◆ Aim of the task: The number of lines below that contain the word "shorts" is all that the answer should hold.

Referring expression data
━━━━━━━━

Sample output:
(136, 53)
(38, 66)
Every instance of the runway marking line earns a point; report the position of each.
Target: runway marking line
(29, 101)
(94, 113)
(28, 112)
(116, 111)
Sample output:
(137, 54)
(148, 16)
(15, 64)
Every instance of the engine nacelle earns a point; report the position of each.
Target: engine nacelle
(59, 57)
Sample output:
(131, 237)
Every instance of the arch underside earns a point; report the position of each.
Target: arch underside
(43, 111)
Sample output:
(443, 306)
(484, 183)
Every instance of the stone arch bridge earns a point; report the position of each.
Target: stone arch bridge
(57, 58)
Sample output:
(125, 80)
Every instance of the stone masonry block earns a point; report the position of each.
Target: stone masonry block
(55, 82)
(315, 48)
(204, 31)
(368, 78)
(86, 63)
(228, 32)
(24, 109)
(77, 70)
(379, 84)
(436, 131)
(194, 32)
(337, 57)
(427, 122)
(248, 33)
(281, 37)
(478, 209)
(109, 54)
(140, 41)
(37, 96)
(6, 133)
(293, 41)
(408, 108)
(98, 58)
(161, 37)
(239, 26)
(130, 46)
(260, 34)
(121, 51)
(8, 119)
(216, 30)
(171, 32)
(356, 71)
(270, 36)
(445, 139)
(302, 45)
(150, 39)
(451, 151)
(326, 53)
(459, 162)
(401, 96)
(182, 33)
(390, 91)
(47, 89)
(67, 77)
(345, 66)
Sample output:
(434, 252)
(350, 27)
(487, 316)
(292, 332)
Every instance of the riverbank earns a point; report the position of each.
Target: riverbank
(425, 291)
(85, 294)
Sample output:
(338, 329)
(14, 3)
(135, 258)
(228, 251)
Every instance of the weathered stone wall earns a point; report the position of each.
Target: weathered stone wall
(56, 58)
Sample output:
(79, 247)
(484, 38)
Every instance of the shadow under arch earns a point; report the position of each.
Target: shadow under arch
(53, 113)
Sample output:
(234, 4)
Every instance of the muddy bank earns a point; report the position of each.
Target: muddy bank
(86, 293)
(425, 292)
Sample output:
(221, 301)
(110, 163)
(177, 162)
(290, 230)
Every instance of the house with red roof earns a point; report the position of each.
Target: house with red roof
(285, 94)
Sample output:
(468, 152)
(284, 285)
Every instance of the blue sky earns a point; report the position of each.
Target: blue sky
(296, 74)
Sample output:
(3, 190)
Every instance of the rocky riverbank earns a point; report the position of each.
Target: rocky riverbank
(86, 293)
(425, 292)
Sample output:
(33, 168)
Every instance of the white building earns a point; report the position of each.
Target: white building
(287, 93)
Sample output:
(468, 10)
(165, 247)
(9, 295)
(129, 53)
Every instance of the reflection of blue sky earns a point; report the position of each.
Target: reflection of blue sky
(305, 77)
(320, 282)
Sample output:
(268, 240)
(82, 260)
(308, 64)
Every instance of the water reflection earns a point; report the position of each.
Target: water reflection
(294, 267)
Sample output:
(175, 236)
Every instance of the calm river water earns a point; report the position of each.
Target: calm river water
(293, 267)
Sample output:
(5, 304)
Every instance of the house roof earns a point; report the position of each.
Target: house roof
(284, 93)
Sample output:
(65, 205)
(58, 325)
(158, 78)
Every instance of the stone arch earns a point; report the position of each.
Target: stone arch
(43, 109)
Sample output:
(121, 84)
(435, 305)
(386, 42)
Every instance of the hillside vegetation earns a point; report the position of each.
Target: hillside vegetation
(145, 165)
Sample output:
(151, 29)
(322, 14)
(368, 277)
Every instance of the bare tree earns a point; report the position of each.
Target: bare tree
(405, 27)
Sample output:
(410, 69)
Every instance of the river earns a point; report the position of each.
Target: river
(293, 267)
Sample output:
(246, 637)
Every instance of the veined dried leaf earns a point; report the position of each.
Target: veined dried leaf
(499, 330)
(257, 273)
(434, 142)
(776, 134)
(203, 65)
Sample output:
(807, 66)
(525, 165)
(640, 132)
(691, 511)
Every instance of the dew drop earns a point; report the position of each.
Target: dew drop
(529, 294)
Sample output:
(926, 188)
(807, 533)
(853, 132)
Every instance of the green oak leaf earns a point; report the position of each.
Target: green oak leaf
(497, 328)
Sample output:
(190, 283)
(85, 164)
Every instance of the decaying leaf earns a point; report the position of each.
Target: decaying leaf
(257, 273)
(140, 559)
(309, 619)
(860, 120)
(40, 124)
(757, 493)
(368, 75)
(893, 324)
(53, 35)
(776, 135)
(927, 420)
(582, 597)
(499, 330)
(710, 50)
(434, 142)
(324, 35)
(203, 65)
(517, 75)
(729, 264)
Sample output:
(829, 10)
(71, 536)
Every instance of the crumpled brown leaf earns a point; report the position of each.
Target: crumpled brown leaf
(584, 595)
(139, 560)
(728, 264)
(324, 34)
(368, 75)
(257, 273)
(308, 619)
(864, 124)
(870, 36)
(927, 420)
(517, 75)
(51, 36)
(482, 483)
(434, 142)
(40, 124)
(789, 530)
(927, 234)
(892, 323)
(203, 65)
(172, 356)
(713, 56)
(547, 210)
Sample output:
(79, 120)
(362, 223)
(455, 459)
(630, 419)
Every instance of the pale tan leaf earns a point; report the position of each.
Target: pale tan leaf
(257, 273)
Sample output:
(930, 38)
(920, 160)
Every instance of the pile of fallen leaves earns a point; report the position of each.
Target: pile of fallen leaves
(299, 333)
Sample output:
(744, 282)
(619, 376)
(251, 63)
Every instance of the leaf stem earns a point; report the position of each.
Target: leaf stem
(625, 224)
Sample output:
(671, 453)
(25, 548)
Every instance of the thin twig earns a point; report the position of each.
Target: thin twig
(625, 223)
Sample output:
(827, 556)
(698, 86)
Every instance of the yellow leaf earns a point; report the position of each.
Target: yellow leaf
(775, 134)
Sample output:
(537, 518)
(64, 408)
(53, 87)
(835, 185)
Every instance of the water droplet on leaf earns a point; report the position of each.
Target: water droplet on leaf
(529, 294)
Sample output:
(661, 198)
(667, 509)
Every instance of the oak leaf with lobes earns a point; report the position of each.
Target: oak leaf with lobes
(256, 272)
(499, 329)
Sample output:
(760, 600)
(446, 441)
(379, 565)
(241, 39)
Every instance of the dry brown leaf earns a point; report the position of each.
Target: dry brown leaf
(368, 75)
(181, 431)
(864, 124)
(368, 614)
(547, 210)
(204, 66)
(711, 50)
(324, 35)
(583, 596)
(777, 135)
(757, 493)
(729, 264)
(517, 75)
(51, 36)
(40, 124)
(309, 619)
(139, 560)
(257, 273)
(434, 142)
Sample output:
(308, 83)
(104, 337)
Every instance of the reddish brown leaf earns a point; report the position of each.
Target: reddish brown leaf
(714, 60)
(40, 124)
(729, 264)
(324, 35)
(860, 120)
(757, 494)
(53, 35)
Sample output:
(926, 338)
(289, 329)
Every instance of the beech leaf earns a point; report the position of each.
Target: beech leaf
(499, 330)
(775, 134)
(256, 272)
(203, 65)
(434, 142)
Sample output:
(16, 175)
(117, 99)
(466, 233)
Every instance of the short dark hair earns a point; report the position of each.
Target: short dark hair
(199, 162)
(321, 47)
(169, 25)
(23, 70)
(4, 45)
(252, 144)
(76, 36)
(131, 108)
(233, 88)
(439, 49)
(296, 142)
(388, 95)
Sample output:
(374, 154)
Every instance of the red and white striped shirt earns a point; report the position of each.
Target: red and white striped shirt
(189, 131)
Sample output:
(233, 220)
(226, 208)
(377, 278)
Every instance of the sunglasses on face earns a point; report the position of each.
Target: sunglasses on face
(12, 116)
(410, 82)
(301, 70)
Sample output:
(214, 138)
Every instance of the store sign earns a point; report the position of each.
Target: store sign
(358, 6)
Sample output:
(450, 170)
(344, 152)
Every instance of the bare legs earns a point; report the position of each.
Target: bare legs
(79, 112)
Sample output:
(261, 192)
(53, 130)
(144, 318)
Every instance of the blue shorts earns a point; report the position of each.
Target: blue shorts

━━━━━━━━

◆ Worked solution: 2